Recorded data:
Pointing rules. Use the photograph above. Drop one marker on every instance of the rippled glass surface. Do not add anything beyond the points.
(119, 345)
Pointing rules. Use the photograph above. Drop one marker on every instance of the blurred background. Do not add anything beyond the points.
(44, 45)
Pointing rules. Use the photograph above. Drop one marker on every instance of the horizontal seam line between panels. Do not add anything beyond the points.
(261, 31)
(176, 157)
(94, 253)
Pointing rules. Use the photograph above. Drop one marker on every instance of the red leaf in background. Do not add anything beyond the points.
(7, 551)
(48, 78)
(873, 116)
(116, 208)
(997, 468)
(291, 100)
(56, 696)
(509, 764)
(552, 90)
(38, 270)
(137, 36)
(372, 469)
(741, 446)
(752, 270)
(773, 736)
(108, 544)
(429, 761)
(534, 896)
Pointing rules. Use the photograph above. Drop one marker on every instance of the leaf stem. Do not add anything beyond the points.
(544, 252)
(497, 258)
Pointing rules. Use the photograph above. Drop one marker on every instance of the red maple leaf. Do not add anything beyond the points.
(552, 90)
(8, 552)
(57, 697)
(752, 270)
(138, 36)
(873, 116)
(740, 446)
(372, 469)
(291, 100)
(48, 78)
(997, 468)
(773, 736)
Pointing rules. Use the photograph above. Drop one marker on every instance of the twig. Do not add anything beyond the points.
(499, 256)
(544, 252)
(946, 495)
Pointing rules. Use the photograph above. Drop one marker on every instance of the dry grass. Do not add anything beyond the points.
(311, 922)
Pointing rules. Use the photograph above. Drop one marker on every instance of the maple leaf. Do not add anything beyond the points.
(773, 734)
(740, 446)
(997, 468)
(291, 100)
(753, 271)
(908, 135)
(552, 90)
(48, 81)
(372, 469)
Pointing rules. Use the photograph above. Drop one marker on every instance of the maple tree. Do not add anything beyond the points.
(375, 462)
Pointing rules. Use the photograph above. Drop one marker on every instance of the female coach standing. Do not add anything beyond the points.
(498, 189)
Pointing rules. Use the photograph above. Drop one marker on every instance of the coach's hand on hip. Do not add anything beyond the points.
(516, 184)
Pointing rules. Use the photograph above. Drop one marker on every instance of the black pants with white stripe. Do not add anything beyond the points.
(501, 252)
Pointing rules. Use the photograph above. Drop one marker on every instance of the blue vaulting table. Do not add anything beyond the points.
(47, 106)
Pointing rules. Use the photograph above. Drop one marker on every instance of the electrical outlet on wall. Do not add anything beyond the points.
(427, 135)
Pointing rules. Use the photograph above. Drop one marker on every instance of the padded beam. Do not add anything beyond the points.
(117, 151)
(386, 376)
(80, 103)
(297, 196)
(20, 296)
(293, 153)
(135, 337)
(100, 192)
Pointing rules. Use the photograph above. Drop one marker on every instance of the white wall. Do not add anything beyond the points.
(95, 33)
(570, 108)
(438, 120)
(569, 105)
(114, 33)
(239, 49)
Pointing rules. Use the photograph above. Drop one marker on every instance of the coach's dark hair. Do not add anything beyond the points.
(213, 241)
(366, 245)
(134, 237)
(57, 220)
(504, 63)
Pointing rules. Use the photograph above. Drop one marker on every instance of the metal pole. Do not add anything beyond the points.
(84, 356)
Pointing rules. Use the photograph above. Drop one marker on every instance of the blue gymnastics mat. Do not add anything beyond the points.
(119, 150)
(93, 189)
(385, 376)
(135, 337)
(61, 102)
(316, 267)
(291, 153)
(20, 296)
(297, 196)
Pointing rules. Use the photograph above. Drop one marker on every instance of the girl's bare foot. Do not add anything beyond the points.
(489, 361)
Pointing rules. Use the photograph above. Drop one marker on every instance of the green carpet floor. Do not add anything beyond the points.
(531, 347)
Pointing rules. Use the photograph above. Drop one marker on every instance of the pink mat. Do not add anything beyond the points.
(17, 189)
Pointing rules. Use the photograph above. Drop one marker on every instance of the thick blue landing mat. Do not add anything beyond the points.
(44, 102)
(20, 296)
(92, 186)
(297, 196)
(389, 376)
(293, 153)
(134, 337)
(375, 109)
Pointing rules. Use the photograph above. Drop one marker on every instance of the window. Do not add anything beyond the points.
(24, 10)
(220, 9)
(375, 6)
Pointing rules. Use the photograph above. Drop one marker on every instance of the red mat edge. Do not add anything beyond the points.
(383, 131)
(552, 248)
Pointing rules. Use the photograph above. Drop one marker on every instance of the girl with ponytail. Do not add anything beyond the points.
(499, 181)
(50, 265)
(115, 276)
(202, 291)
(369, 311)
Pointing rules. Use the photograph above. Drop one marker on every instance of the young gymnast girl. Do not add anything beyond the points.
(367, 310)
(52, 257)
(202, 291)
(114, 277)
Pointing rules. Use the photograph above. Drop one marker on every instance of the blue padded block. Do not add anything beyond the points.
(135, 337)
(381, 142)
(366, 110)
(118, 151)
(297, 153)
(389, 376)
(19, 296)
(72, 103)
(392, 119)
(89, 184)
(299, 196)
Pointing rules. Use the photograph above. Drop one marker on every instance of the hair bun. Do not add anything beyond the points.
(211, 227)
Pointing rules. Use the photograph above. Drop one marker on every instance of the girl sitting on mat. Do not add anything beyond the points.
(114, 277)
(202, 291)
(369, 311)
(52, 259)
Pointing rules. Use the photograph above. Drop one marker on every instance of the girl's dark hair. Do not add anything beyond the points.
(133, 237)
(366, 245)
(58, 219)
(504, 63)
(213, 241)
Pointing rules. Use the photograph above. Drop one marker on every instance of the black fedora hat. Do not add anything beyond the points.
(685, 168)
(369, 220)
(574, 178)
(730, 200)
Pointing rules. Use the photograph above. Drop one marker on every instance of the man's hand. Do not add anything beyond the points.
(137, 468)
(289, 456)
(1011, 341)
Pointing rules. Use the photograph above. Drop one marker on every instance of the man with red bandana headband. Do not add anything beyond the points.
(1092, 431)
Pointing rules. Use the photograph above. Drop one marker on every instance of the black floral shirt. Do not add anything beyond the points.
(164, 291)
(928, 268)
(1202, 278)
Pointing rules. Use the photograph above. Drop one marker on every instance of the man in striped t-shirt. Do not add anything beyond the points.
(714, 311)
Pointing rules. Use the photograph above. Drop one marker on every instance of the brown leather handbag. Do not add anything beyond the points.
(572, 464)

## STATED GOAL:
Reproduce every line of the material above word for word, in the same order.

## EXERCISE OUTPUT:
Pointing rules. Use the photograph above. Drop one marker on every instance of the rippled glass surface. Do not add anything beyond the points.
(119, 345)
Pointing rules. Use the photograph above. Drop one marker on every instance of the blurred background. Do not add anything beyond the points.
(44, 45)
Pointing rules. Use the photograph above. Drop one marker on every instance of the horizontal seam line between panels. Do not add anything beyond the points.
(261, 31)
(176, 157)
(94, 253)
Pointing rules. Use the photograph above. Drop one marker on every instance of the red leaf in background. Do not add anything beyond the points.
(7, 551)
(48, 78)
(873, 116)
(116, 208)
(997, 468)
(291, 100)
(56, 696)
(509, 764)
(552, 90)
(38, 270)
(137, 36)
(372, 469)
(741, 446)
(752, 270)
(773, 736)
(108, 544)
(429, 761)
(534, 896)
Pointing rules. Use the photograph above. Drop one marker on every instance of the leaf stem. Do not add anything beyond the points.
(544, 252)
(497, 258)
Pointing rules. Use the photograph above. Drop one marker on every instance of the red maple leaf. Do not add anything beyond the points.
(552, 90)
(8, 552)
(57, 697)
(752, 270)
(138, 36)
(873, 116)
(740, 446)
(372, 469)
(291, 100)
(48, 78)
(997, 468)
(773, 736)
Pointing rules. Use the photograph above. Drop one marker on every instance of the twig. Do not add anything beyond the points.
(499, 256)
(544, 252)
(946, 495)
Pointing rules. Use the photograph above. Drop one marker on every instance of the dry grass. Do not add anything beyond the points.
(311, 922)
Pointing rules. Use the photograph above. Drop one marker on every instance of the maple leaf. Do not add anything beyond the points.
(773, 734)
(740, 446)
(997, 468)
(291, 100)
(753, 271)
(908, 135)
(552, 90)
(48, 81)
(372, 469)
Pointing rules. Use the photograph above. Drop one marker on every instance of the maple tree. Do not add anything beyond the points.
(375, 462)
Pointing rules. Use the photograph above. Drop one marker on every instance of the female coach standing. Do not add anything beyond the points.
(498, 189)
Pointing rules. Use the photograph above. Drop one marker on every instance of the coach's hand on hip. Do not add anything beyond the points.
(516, 184)
Pointing rules. Use the photograph above. Drop one marker on every instance of the black pants with white stripe. Do not add anything beyond the points.
(501, 252)
Pointing rules. Use the photograph above. Drop one marker on every instance of the blue vaulting table. Do not add anything beyond the points.
(47, 106)
Pointing rules. Use the photograph above. Drop one marker on every instance of the electrical outlet on wall. Do not add anything beyond the points.
(427, 135)
Pointing rules. Use the photograph above. Drop one marker on every instance of the padded beam. Do not add anything beyond the points.
(117, 151)
(386, 376)
(80, 103)
(297, 196)
(20, 296)
(293, 153)
(135, 337)
(100, 192)
Pointing rules. Use the photograph above. Drop one marker on every instance of the white wall. Do not add anything beyond the points.
(95, 33)
(570, 108)
(438, 120)
(569, 105)
(114, 33)
(239, 49)
Pointing rules. Use the photograph above. Drop one marker on every instance of the coach's dark hair. Do not add anything beyond the points.
(213, 241)
(366, 245)
(134, 237)
(57, 220)
(504, 63)
Pointing rules. Use the photograph above. Drop one marker on every instance of the metal pole. Do not add anything beyond the points.
(84, 356)
Pointing rules. Use the photograph above. Drop one marker on every instance of the blue gymnastics mat. Do not add anything beyond the points.
(119, 150)
(93, 189)
(385, 376)
(135, 337)
(61, 102)
(316, 267)
(291, 153)
(20, 296)
(297, 196)
Pointing rules. Use the photograph above. Drop one marker on every instance of the girl's bare foot. Do not add anything beyond the points.
(489, 361)
Pointing rules. Use the photograph above. Drop one marker on every instance of the green carpet floor. Do not add anything beyond the points.
(531, 347)
Pointing rules. Use the photograph above. Drop one marker on every instance of the pink mat. Do not add anything beyond the points.
(17, 189)
Pointing rules. Use the photograph above. Drop one marker on every instance of the thick blue landing mat. Do not add anything beyond the points.
(44, 102)
(20, 296)
(92, 186)
(297, 196)
(389, 376)
(293, 153)
(134, 337)
(375, 109)
Pointing rules. Use the photograph above. Drop one marker on every instance of the window. Do not add anything beyond the points.
(24, 10)
(220, 9)
(375, 6)
Pointing rules. Use the photograph above. Drop one marker on every instance of the red mat edge. Do not add anything beyond the points.
(383, 131)
(552, 248)
Pointing rules. Use the photograph above. Drop one marker on every instance of the girl with ponytail. Do not add anything beyond the points.
(499, 181)
(50, 265)
(115, 276)
(202, 291)
(369, 311)
Pointing rules. Use the photograph above. Drop one marker on every instance of the young gymnast girl. Do not add anything beyond the points.
(367, 310)
(52, 257)
(202, 291)
(114, 277)
Pointing rules. Use the photograph above. Drop one marker on every instance of the blue padded block. Do not add anything beyond the points.
(135, 337)
(381, 142)
(366, 110)
(118, 151)
(297, 153)
(389, 376)
(19, 296)
(72, 103)
(392, 119)
(89, 184)
(299, 196)
Pointing rules. Use the photograph above. Drop one marker on every instance of the hair bun. Do not add anything beyond the points.
(211, 227)
Pointing rules. Use the photograph above. Drop one marker on every instance of the girl sitting on mat. Do not add anything beyond the points.
(114, 277)
(202, 291)
(369, 311)
(52, 259)
Pointing rules. Use the photograph above. Drop one marker on every instance of the girl's dark hair. Do not add anything beyond the points.
(133, 237)
(366, 245)
(58, 219)
(504, 63)
(213, 241)
Pointing rules. Use the photograph above. Drop one marker on every instance of the black fedora hat. Do not add anything beyond the points.
(685, 168)
(369, 220)
(574, 178)
(730, 200)
Pointing rules. Use the photograph above. Drop one marker on every instance of the man's hand. Do not add anything beyond the points.
(137, 468)
(289, 456)
(1011, 341)
Pointing rules. Use the photograph above. Drop one marker on every instance of the man with red bandana headband. Do not add anything beyond the points.
(1092, 431)
Pointing rules. Use the photograph above. Drop one marker on every instance of the black floral shirt. Do not add anything beyond the points.
(164, 291)
(928, 268)
(1202, 278)
Pointing rules. Use the photograph above. Drop one marker on every instance of the man in striped t-shirt. Do not add anything beyond the points.
(714, 311)
Pointing rules. Use the photograph above. Drop one marker on every instance of the brown leather handbag. Do not add anything beyond the points.
(572, 464)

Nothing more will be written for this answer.